◆ EXERCISE BRIEF ◆
Render the data starting at the line that contains "As documented, this system finds the white building" and ending at the line that contains "left=135, top=201, right=149, bottom=218", both lines included, as a Markdown table with the columns Row and Data line, omitting any blank lines.

◆ INPUT FOR THIS TASK ◆
================================

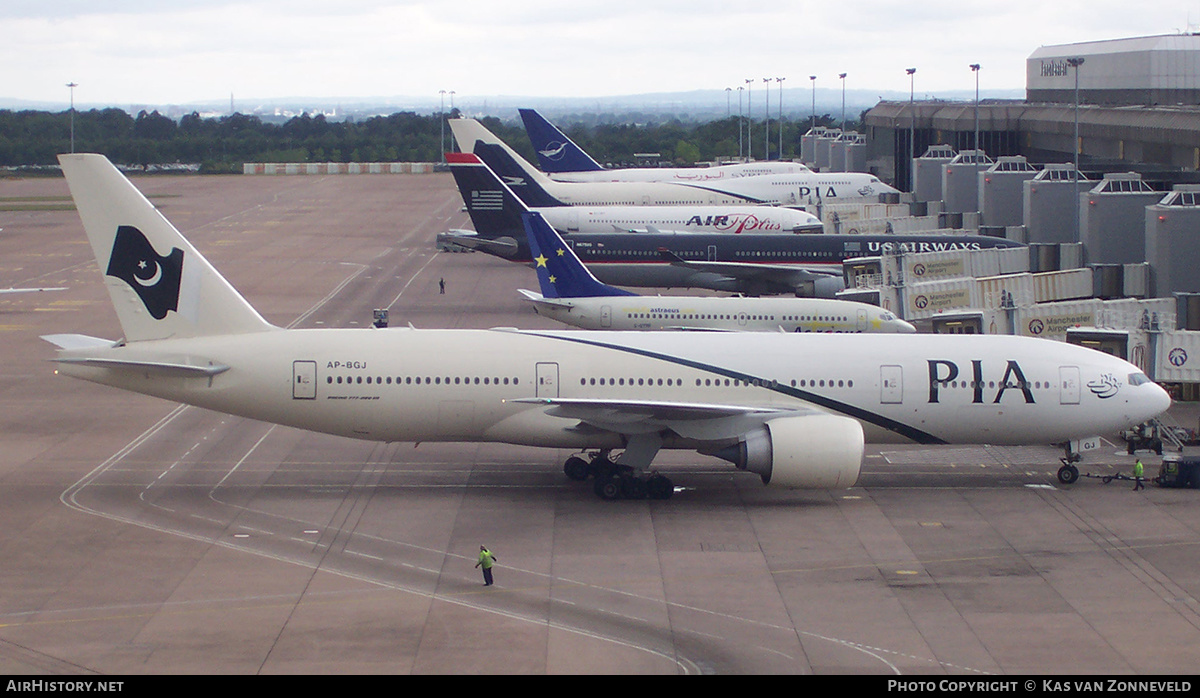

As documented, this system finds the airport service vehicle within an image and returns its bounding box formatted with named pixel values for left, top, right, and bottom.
left=521, top=207, right=917, bottom=333
left=46, top=154, right=1170, bottom=499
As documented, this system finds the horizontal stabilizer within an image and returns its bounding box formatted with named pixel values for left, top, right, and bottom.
left=52, top=356, right=229, bottom=378
left=42, top=335, right=116, bottom=349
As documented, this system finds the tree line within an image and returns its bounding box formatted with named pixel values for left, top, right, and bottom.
left=0, top=108, right=834, bottom=173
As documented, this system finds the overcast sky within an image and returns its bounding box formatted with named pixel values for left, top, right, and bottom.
left=9, top=0, right=1200, bottom=106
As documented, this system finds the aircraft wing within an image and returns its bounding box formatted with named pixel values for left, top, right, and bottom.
left=0, top=287, right=67, bottom=294
left=42, top=335, right=229, bottom=378
left=659, top=249, right=841, bottom=287
left=517, top=288, right=575, bottom=308
left=512, top=397, right=823, bottom=441
left=437, top=230, right=520, bottom=259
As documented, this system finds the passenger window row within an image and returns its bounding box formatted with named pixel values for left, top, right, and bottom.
left=325, top=375, right=520, bottom=385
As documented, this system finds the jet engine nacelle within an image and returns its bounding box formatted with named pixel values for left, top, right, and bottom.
left=719, top=415, right=864, bottom=489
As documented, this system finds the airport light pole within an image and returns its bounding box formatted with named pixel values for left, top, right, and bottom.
left=971, top=64, right=983, bottom=209
left=746, top=78, right=754, bottom=162
left=438, top=90, right=446, bottom=162
left=838, top=73, right=846, bottom=132
left=738, top=85, right=745, bottom=160
left=775, top=78, right=787, bottom=160
left=67, top=82, right=79, bottom=152
left=809, top=76, right=817, bottom=130
left=905, top=68, right=917, bottom=191
left=971, top=64, right=979, bottom=151
left=762, top=78, right=770, bottom=160
left=1067, top=56, right=1084, bottom=242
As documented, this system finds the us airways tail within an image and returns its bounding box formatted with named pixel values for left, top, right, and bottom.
left=59, top=154, right=275, bottom=342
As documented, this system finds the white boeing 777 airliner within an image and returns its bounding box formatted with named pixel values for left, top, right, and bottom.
left=47, top=155, right=1170, bottom=498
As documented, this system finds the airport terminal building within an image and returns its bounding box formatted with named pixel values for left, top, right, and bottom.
left=835, top=34, right=1200, bottom=399
left=865, top=34, right=1200, bottom=191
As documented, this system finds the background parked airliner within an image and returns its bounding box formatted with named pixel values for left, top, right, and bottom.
left=450, top=119, right=899, bottom=207
left=440, top=152, right=1020, bottom=297
left=508, top=201, right=824, bottom=235
left=47, top=154, right=1170, bottom=498
left=520, top=109, right=811, bottom=182
left=521, top=207, right=917, bottom=332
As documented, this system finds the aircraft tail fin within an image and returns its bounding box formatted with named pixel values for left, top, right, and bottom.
left=518, top=109, right=604, bottom=173
left=522, top=211, right=636, bottom=299
left=59, top=154, right=274, bottom=342
left=450, top=119, right=566, bottom=209
left=446, top=152, right=529, bottom=241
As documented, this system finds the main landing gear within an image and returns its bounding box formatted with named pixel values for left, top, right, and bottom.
left=563, top=451, right=674, bottom=501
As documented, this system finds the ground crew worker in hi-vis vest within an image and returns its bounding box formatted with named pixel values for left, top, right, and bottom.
left=475, top=546, right=496, bottom=586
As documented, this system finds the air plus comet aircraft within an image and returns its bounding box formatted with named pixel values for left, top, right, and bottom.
left=521, top=207, right=917, bottom=332
left=47, top=155, right=1170, bottom=498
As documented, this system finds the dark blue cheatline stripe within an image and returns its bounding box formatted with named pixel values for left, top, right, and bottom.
left=671, top=181, right=767, bottom=204
left=524, top=332, right=947, bottom=445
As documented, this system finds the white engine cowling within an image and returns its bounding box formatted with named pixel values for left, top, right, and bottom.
left=720, top=415, right=864, bottom=489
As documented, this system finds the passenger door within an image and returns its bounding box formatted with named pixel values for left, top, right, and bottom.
left=536, top=362, right=558, bottom=397
left=292, top=361, right=317, bottom=399
left=880, top=366, right=904, bottom=404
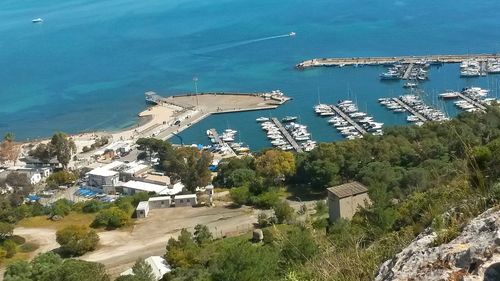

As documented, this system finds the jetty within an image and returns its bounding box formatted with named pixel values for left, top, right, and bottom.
left=330, top=105, right=366, bottom=135
left=296, top=54, right=500, bottom=69
left=402, top=63, right=415, bottom=80
left=457, top=92, right=486, bottom=110
left=271, top=117, right=303, bottom=153
left=392, top=98, right=429, bottom=122
left=141, top=90, right=291, bottom=140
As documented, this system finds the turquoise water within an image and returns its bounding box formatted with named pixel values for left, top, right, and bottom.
left=0, top=0, right=500, bottom=149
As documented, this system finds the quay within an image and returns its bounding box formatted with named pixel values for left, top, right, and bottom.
left=457, top=92, right=486, bottom=110
left=271, top=117, right=303, bottom=153
left=296, top=54, right=500, bottom=69
left=210, top=129, right=224, bottom=146
left=392, top=98, right=429, bottom=122
left=330, top=105, right=366, bottom=135
left=139, top=91, right=291, bottom=140
left=402, top=63, right=415, bottom=80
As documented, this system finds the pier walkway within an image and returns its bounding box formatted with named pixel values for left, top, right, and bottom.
left=457, top=93, right=486, bottom=110
left=271, top=118, right=303, bottom=153
left=403, top=63, right=415, bottom=80
left=392, top=98, right=429, bottom=122
left=296, top=54, right=500, bottom=69
left=210, top=129, right=224, bottom=146
left=330, top=105, right=366, bottom=135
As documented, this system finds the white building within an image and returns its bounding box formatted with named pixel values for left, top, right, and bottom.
left=120, top=256, right=172, bottom=281
left=135, top=201, right=149, bottom=218
left=87, top=161, right=125, bottom=188
left=174, top=194, right=198, bottom=207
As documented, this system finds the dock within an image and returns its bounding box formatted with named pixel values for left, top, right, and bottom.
left=402, top=63, right=415, bottom=80
left=392, top=98, right=429, bottom=122
left=457, top=92, right=486, bottom=110
left=296, top=54, right=500, bottom=69
left=210, top=129, right=224, bottom=146
left=330, top=105, right=366, bottom=135
left=141, top=90, right=291, bottom=140
left=271, top=117, right=303, bottom=153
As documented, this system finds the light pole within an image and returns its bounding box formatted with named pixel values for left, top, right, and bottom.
left=193, top=76, right=198, bottom=106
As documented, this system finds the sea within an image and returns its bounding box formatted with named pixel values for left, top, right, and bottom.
left=0, top=0, right=500, bottom=150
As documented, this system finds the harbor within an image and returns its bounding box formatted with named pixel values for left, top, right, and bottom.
left=256, top=116, right=316, bottom=153
left=139, top=90, right=291, bottom=140
left=314, top=100, right=384, bottom=140
left=296, top=54, right=500, bottom=69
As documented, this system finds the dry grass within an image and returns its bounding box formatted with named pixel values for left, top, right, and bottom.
left=17, top=213, right=95, bottom=230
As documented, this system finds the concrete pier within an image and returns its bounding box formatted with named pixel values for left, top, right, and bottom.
left=392, top=98, right=429, bottom=122
left=296, top=54, right=500, bottom=69
left=271, top=118, right=303, bottom=153
left=330, top=105, right=366, bottom=135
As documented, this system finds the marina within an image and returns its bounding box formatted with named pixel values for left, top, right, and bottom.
left=296, top=54, right=500, bottom=69
left=271, top=118, right=304, bottom=153
left=379, top=94, right=449, bottom=125
left=140, top=90, right=290, bottom=140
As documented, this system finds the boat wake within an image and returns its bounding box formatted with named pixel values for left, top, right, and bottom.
left=194, top=32, right=295, bottom=55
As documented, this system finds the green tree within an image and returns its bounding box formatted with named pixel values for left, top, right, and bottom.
left=212, top=242, right=278, bottom=281
left=56, top=225, right=99, bottom=256
left=2, top=237, right=17, bottom=258
left=132, top=259, right=156, bottom=281
left=3, top=261, right=33, bottom=281
left=46, top=171, right=78, bottom=186
left=59, top=259, right=110, bottom=281
left=92, top=207, right=130, bottom=229
left=255, top=149, right=295, bottom=182
left=194, top=224, right=213, bottom=245
left=0, top=221, right=14, bottom=240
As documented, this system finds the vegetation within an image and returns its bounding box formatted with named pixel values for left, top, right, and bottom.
left=56, top=225, right=99, bottom=256
left=3, top=252, right=110, bottom=281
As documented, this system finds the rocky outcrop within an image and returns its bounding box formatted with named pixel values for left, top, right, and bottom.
left=375, top=208, right=500, bottom=281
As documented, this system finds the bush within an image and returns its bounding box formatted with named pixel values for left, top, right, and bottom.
left=51, top=199, right=73, bottom=217
left=273, top=201, right=294, bottom=223
left=56, top=225, right=99, bottom=256
left=252, top=191, right=281, bottom=209
left=92, top=207, right=130, bottom=229
left=229, top=186, right=250, bottom=206
left=2, top=240, right=17, bottom=258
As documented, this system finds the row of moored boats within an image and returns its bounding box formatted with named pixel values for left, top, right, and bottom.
left=314, top=100, right=384, bottom=140
left=256, top=116, right=316, bottom=151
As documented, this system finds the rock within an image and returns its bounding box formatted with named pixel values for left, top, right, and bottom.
left=375, top=209, right=500, bottom=281
left=252, top=229, right=264, bottom=242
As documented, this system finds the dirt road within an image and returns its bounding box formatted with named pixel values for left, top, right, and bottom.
left=9, top=207, right=257, bottom=276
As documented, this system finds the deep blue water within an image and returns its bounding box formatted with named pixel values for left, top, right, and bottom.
left=0, top=0, right=500, bottom=149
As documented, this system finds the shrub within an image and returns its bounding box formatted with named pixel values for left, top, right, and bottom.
left=92, top=207, right=130, bottom=229
left=229, top=186, right=250, bottom=206
left=56, top=225, right=99, bottom=256
left=2, top=237, right=17, bottom=258
left=273, top=201, right=294, bottom=223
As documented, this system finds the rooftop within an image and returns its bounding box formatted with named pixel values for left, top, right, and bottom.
left=328, top=181, right=368, bottom=198
left=136, top=201, right=149, bottom=210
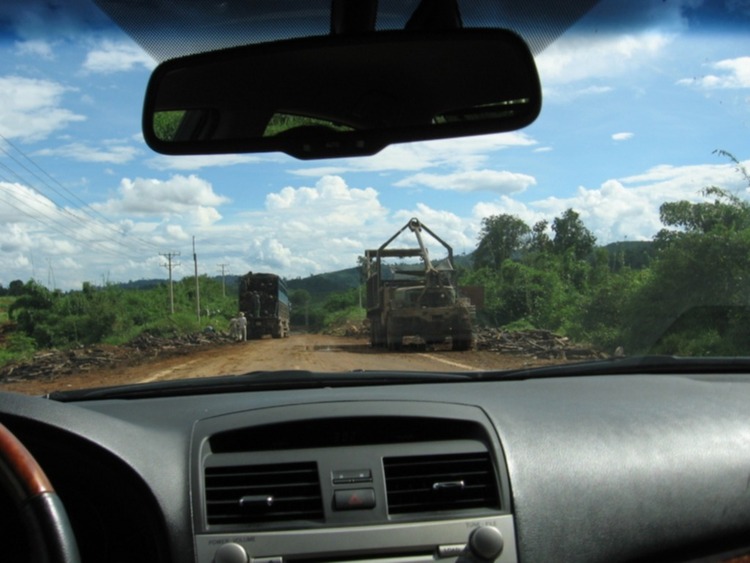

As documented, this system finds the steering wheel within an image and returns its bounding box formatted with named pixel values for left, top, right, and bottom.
left=0, top=424, right=81, bottom=563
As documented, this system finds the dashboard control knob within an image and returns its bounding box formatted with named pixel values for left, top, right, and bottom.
left=214, top=542, right=249, bottom=563
left=469, top=526, right=505, bottom=561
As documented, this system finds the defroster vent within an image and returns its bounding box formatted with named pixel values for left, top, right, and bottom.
left=383, top=452, right=500, bottom=514
left=205, top=462, right=323, bottom=525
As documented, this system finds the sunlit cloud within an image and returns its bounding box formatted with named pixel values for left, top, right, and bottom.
left=0, top=76, right=86, bottom=142
left=612, top=131, right=635, bottom=141
left=83, top=40, right=156, bottom=74
left=677, top=56, right=750, bottom=90
left=35, top=143, right=139, bottom=164
left=394, top=170, right=536, bottom=194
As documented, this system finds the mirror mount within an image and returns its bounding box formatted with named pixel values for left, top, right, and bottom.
left=143, top=29, right=541, bottom=159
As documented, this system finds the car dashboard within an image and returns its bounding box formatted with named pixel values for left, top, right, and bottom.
left=0, top=374, right=750, bottom=563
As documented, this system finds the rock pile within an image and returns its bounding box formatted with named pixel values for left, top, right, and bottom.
left=0, top=332, right=230, bottom=383
left=477, top=327, right=607, bottom=360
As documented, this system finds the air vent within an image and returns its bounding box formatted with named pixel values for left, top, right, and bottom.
left=383, top=452, right=499, bottom=514
left=205, top=462, right=323, bottom=525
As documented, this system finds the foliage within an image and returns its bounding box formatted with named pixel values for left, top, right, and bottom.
left=0, top=151, right=750, bottom=360
left=474, top=214, right=531, bottom=268
left=4, top=276, right=237, bottom=362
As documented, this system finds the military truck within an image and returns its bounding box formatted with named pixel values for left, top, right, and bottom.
left=239, top=272, right=289, bottom=338
left=364, top=218, right=476, bottom=350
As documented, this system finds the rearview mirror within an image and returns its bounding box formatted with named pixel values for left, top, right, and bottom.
left=143, top=29, right=541, bottom=159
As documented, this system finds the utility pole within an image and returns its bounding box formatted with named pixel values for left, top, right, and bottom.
left=193, top=237, right=201, bottom=325
left=219, top=264, right=229, bottom=297
left=159, top=252, right=180, bottom=315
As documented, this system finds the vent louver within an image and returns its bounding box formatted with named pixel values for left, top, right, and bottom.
left=205, top=462, right=323, bottom=525
left=383, top=452, right=499, bottom=514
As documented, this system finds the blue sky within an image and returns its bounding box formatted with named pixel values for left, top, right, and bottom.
left=0, top=0, right=750, bottom=289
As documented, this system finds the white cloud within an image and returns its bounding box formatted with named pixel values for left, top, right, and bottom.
left=83, top=40, right=156, bottom=74
left=147, top=153, right=279, bottom=170
left=98, top=175, right=229, bottom=227
left=290, top=131, right=536, bottom=177
left=536, top=31, right=673, bottom=88
left=677, top=56, right=750, bottom=90
left=0, top=182, right=57, bottom=225
left=612, top=131, right=635, bottom=141
left=394, top=170, right=536, bottom=194
left=474, top=161, right=750, bottom=244
left=16, top=39, right=55, bottom=61
left=0, top=76, right=85, bottom=142
left=35, top=143, right=139, bottom=164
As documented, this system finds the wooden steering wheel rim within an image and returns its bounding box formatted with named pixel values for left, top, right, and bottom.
left=0, top=424, right=81, bottom=563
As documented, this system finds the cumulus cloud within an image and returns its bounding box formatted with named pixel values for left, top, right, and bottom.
left=141, top=153, right=272, bottom=170
left=474, top=161, right=750, bottom=244
left=536, top=31, right=673, bottom=88
left=94, top=175, right=229, bottom=227
left=677, top=56, right=750, bottom=90
left=16, top=39, right=55, bottom=61
left=0, top=76, right=85, bottom=142
left=394, top=170, right=536, bottom=194
left=290, top=131, right=536, bottom=177
left=0, top=182, right=58, bottom=225
left=83, top=40, right=156, bottom=74
left=35, top=143, right=139, bottom=164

================================

◆ FINAL RESULT ◆
| Row | Data line |
|---|---|
| 1 | As documented, this system finds the white building within an image and returns its bounding box formatted with named pixel values for left, top, right, and bottom. |
| 2 | left=120, top=256, right=172, bottom=281 |
| 3 | left=135, top=201, right=149, bottom=218 |